** start Supplied records **

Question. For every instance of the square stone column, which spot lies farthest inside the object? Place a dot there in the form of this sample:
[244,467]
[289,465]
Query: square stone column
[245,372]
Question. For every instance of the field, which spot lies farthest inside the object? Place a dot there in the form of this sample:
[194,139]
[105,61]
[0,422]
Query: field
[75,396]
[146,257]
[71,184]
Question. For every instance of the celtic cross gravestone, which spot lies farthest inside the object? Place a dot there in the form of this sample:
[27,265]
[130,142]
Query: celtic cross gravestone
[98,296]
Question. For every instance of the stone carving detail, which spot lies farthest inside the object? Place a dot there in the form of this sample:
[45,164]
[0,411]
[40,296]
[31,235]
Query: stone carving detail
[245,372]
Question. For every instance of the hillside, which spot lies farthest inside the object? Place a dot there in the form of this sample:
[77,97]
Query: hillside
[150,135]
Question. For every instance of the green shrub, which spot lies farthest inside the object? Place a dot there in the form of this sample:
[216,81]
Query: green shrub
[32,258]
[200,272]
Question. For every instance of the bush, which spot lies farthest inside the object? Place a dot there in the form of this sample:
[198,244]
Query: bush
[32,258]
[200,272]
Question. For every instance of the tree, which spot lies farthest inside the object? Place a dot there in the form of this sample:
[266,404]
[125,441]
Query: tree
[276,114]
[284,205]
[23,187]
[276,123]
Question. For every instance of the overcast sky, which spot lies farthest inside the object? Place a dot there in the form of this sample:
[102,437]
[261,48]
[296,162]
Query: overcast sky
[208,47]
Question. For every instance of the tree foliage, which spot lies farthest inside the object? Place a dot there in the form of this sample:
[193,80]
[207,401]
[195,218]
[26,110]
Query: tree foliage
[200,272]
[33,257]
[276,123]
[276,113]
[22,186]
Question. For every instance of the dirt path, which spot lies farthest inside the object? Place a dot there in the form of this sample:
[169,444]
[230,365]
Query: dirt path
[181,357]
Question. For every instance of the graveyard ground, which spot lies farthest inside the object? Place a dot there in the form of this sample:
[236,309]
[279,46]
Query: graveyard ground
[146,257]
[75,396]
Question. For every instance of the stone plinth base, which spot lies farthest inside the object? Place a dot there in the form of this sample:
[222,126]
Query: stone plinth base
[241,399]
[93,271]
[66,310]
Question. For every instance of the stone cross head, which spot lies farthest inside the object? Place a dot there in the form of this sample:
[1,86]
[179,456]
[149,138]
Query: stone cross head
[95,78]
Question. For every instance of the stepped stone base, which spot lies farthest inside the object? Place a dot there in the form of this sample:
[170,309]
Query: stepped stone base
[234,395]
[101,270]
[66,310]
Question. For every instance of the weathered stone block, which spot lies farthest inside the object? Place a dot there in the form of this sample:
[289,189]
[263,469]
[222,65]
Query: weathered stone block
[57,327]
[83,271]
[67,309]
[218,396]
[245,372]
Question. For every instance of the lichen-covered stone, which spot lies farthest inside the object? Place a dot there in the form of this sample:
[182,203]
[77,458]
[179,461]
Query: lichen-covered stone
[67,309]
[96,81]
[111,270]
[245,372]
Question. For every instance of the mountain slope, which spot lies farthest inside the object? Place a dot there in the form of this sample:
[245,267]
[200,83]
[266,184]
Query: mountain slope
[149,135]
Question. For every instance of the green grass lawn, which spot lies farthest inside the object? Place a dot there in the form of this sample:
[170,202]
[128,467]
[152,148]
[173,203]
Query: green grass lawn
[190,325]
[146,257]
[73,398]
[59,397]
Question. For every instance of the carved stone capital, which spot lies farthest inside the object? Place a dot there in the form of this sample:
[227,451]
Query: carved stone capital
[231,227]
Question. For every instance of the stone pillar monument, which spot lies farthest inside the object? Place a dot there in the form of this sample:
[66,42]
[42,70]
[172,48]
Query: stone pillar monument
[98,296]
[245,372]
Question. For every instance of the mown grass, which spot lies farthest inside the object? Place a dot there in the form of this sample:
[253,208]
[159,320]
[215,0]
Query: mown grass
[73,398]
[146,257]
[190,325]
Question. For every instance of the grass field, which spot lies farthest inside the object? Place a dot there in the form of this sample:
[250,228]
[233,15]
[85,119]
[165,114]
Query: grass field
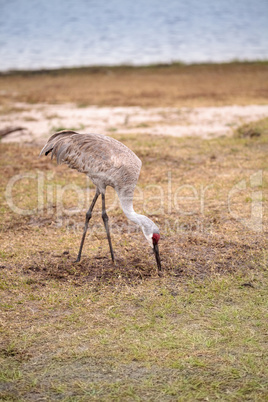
[173,85]
[98,331]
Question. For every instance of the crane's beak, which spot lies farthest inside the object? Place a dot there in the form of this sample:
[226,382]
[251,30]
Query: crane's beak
[157,257]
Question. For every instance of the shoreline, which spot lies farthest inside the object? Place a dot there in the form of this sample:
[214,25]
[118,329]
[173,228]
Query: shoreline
[153,66]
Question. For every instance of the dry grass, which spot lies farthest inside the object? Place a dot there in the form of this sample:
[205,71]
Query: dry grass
[175,85]
[94,331]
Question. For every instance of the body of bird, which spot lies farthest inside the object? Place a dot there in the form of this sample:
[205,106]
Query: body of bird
[107,162]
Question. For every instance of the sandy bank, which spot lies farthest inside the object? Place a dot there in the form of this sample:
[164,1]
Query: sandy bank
[41,120]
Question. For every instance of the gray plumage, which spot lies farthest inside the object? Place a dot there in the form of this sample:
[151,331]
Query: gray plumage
[107,162]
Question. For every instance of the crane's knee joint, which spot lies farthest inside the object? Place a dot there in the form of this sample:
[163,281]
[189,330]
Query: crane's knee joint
[88,215]
[105,217]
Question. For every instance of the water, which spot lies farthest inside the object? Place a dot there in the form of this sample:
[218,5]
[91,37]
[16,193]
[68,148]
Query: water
[38,34]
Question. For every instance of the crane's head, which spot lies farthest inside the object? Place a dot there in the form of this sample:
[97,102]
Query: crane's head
[153,239]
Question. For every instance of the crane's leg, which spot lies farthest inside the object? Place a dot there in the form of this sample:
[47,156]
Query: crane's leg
[105,221]
[88,216]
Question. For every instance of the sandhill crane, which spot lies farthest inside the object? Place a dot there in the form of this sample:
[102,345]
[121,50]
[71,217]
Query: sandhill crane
[107,162]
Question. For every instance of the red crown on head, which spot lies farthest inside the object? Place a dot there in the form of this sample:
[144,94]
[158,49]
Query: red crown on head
[156,237]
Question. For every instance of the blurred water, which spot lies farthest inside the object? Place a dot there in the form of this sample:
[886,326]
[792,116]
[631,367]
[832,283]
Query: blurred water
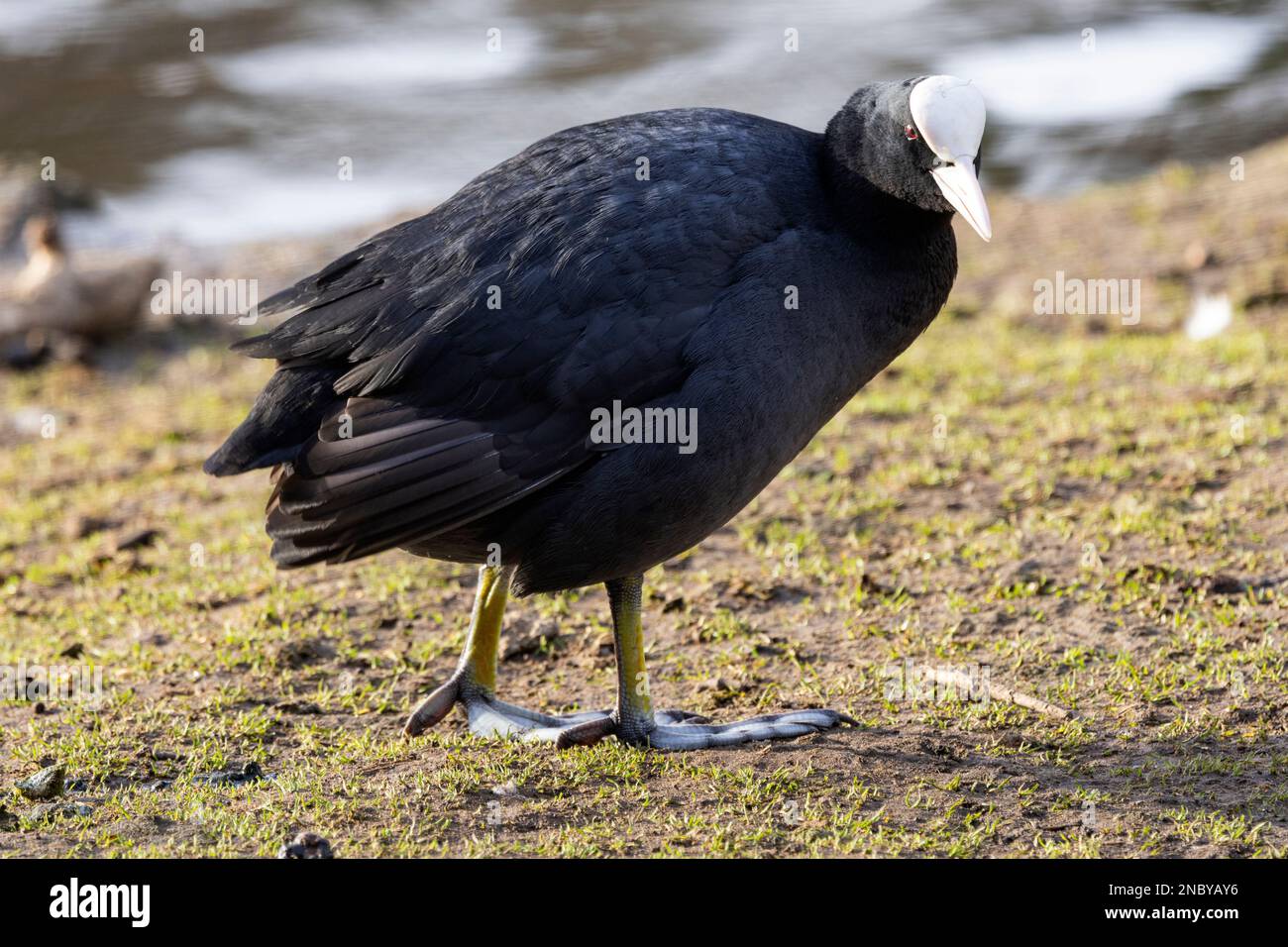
[244,140]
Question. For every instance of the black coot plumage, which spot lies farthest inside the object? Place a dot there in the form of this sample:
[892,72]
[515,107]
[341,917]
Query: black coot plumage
[437,385]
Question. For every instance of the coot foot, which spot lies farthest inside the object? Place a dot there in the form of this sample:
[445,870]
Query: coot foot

** end Supplied records **

## Problem description
In the records above, locate the line containing "Question. For every instance of the sandhill", then copy exactly that line and every line after it through the end, omitting pictures.

## Completed exercise
Question. For every instance of the sandhill crane, which spot lies farthest inside the object? Place a dot there in the form of this sample:
[102,345]
[121,50]
[71,217]
Query: sandhill crane
[107,162]
Question. For every instance of the red crown on head, which spot lies farthest inside the object? Place a dot there in the form of this sample:
[144,94]
[158,49]
Query: red crown on head
[156,237]
Question. For every instance of the blurred water, which spot lies farthest inside the object? Place a dot there in the form of this sample:
[886,326]
[792,116]
[631,367]
[832,283]
Query: blurred water
[244,140]
Question. For every instance of the black coot plumage, which spot lies farthest inside the object? Place a dot there in the form of this sample:
[892,72]
[515,107]
[341,917]
Query: black coot plumage
[437,385]
Question. For every instance of the coot foot, which spot lies farthest inside the object? Place a dot there in the form of this sample:
[445,870]
Query: coot foot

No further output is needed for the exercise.